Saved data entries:

▼▼▼

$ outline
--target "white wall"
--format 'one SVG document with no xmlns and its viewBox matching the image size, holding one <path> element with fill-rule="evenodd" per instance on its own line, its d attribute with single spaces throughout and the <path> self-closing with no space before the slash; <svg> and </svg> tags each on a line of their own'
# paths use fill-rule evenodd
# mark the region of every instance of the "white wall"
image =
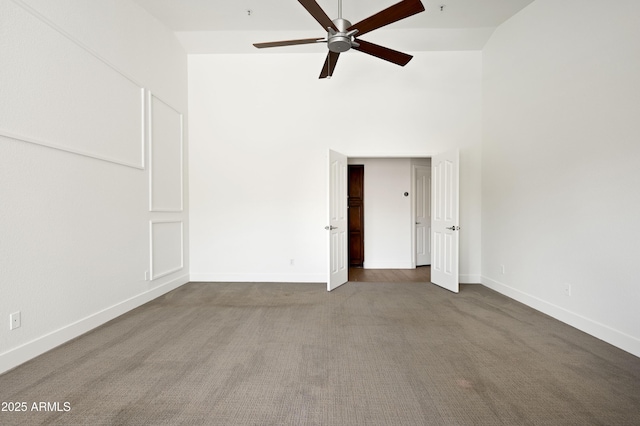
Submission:
<svg viewBox="0 0 640 426">
<path fill-rule="evenodd" d="M 328 149 L 461 150 L 461 273 L 480 276 L 480 52 L 190 55 L 191 278 L 326 281 Z M 291 259 L 294 264 L 291 265 Z"/>
<path fill-rule="evenodd" d="M 640 356 L 638 16 L 537 0 L 486 45 L 482 282 Z"/>
<path fill-rule="evenodd" d="M 189 265 L 187 197 L 183 211 L 149 211 L 142 134 L 149 93 L 173 108 L 165 129 L 179 132 L 186 112 L 187 58 L 173 34 L 125 0 L 0 0 L 0 17 L 0 56 L 12 58 L 0 69 L 3 372 L 187 282 Z M 178 139 L 153 143 L 162 153 Z M 155 182 L 172 206 L 187 189 L 176 160 L 155 164 L 174 171 Z M 168 274 L 145 279 L 152 263 Z"/>
<path fill-rule="evenodd" d="M 364 165 L 363 267 L 410 269 L 411 159 L 349 158 L 349 164 Z"/>
</svg>

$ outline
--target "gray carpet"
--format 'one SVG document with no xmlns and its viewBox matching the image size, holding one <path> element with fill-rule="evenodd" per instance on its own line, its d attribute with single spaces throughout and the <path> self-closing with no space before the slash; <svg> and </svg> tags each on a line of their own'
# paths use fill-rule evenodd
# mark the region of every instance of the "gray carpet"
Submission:
<svg viewBox="0 0 640 426">
<path fill-rule="evenodd" d="M 29 407 L 3 425 L 639 425 L 640 359 L 480 285 L 191 283 L 0 401 Z"/>
</svg>

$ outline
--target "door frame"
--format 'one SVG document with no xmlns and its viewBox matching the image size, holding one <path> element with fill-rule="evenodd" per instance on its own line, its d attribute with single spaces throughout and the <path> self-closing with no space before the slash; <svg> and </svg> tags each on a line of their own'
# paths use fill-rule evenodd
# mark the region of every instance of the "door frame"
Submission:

▲▲▲

The required output is each line of the entries that contains the word "frame".

> [Problem solution]:
--target "door frame"
# mark the region of every instance of the "door frame"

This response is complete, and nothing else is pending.